— YOUR OBJECTIVE —
Duplicate each line of the records below word for word, but leave out the pictures.

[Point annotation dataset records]

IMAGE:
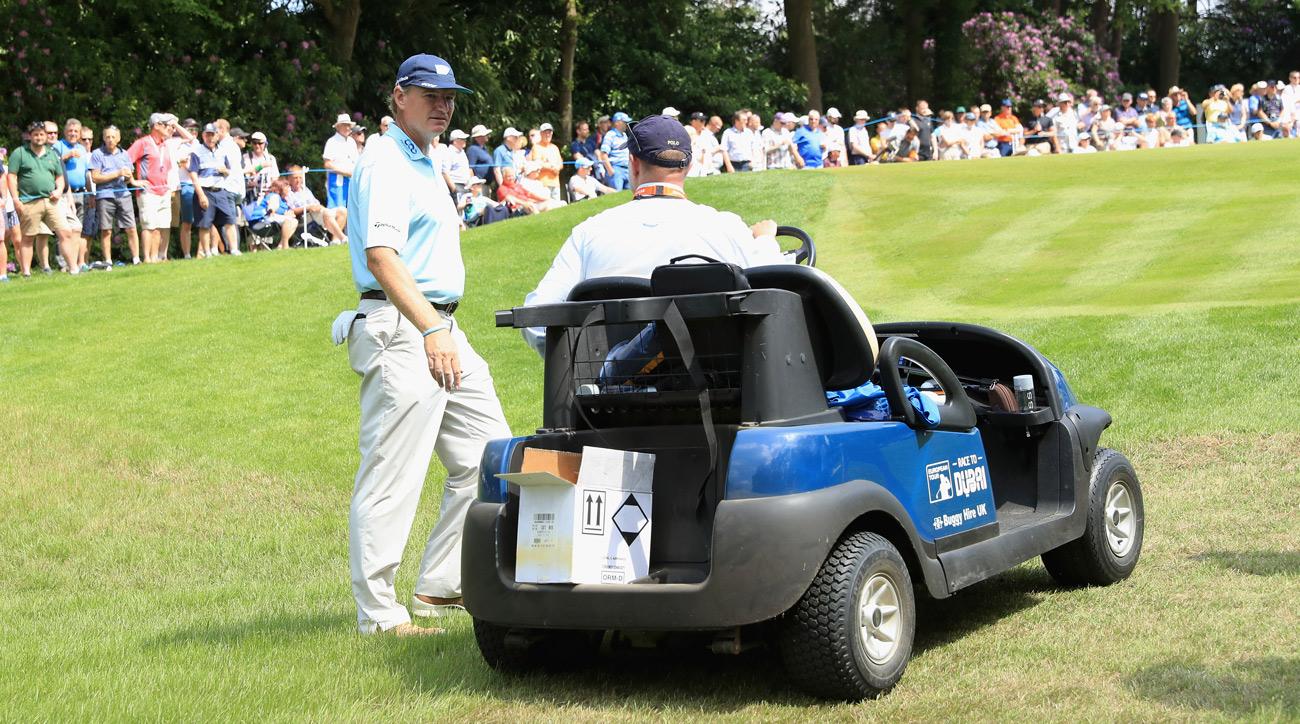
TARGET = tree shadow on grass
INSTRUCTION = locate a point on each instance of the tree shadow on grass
(1251, 686)
(1255, 563)
(683, 675)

— CORRECT ANSWER —
IMAGE:
TARGET = tree shadow on grass
INSTRUCTION = locate a point on each instance of the tree shadow on grass
(1251, 686)
(1255, 563)
(683, 675)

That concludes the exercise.